> _What is needed_
Could you write out all of these lines again with "put a point on" replaced by "mark" and everything else left unchanged?

> _Source records_
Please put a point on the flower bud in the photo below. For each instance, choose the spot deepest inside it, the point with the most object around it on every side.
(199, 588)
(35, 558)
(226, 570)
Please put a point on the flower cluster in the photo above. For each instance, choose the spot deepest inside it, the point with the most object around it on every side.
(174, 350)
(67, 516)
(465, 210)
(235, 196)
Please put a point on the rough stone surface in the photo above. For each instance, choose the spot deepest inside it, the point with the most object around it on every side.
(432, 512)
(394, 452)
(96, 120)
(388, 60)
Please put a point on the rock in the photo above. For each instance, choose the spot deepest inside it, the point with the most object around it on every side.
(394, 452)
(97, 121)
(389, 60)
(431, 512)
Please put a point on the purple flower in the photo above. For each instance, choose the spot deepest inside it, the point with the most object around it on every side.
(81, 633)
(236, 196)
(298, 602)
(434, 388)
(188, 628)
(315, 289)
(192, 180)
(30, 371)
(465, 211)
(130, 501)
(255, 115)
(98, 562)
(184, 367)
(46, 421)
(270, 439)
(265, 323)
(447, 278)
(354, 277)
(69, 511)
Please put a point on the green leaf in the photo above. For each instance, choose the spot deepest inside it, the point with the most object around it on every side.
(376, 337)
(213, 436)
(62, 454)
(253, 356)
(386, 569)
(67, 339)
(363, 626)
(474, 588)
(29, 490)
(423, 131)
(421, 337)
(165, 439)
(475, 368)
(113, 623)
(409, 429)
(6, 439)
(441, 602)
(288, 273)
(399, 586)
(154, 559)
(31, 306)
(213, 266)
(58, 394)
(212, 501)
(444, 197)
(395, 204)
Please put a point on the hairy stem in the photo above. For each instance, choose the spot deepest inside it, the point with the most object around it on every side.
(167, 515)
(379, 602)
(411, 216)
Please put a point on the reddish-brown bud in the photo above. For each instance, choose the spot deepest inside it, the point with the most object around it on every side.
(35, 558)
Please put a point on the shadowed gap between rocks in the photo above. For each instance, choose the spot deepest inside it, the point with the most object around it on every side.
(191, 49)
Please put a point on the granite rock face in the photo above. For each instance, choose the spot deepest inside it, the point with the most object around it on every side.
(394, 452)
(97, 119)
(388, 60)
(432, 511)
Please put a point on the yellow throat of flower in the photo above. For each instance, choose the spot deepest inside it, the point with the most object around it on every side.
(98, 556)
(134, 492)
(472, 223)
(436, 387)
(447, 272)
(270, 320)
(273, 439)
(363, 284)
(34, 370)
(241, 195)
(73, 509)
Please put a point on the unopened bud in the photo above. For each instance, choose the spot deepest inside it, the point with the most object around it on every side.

> _Full answer_
Please mark the flower bud in the photo below. For each instance, choose the spot deepest inside it, the point with the most object around it on every side.
(199, 588)
(35, 558)
(226, 570)
Please mark the flower cluster in the photo above. For each instance, choose the spot deepest inside it, the point with the most object around it on every side.
(174, 350)
(67, 516)
(465, 210)
(235, 196)
Please mark the rough stone surface in the photo above. For each instance, choose the spot deepest inside it, the point with the most object around it on every side.
(432, 512)
(394, 452)
(96, 120)
(388, 60)
Please mark the rock in the photo above. For each instance, choose the spot deepest inside it, the point with the most object around it on every side.
(394, 452)
(97, 121)
(389, 60)
(431, 512)
Please mark the purple flower in the photo above. For each instance, choose the spot deepest inside it, the point with the most object around it on every side.
(81, 633)
(236, 196)
(298, 602)
(434, 388)
(188, 628)
(315, 289)
(192, 180)
(30, 371)
(465, 211)
(130, 501)
(255, 115)
(98, 562)
(184, 367)
(46, 421)
(270, 439)
(265, 323)
(447, 278)
(354, 277)
(69, 511)
Please mark the green leaf in the photo above. For each instance, choose the spot deepest inside it, the point with the most object around it on every side.
(376, 337)
(213, 436)
(62, 454)
(253, 356)
(386, 569)
(67, 339)
(363, 626)
(474, 588)
(29, 490)
(423, 131)
(421, 337)
(165, 439)
(475, 368)
(113, 623)
(409, 429)
(6, 439)
(441, 602)
(288, 273)
(399, 586)
(154, 559)
(31, 306)
(213, 266)
(58, 394)
(212, 501)
(444, 197)
(395, 204)
Please mark the hairy stem in the photo above. For each instance, choose the spot deepest inside it, the point with the most object around it on every side.
(167, 515)
(379, 602)
(411, 216)
Please mark the reddish-brown bud in the photo above. For each instance, choose the spot deepest inside it, the point with the most object around it on every side.
(35, 558)
Please mark the shadowed gap between rocks in the photo above. For each instance, choose the spot deepest inside it, the point with the most object around it on every side.
(191, 49)
Please mark the granite rock face in the photo above. For each instance, choose the spot deepest inside it, the point with the most object around it on every side.
(394, 452)
(97, 119)
(388, 60)
(432, 511)
Please mark the yellow throat of flower in the photo above. For each instance, choose the spot deepest inside it, the point with the most object around it on every side.
(98, 556)
(134, 492)
(472, 223)
(436, 387)
(447, 272)
(270, 320)
(273, 439)
(363, 284)
(34, 370)
(241, 195)
(73, 509)
Please mark the unopened bud in the photo above. For each instance, choose the spot deepest inside it, the point with the most object around it on every side.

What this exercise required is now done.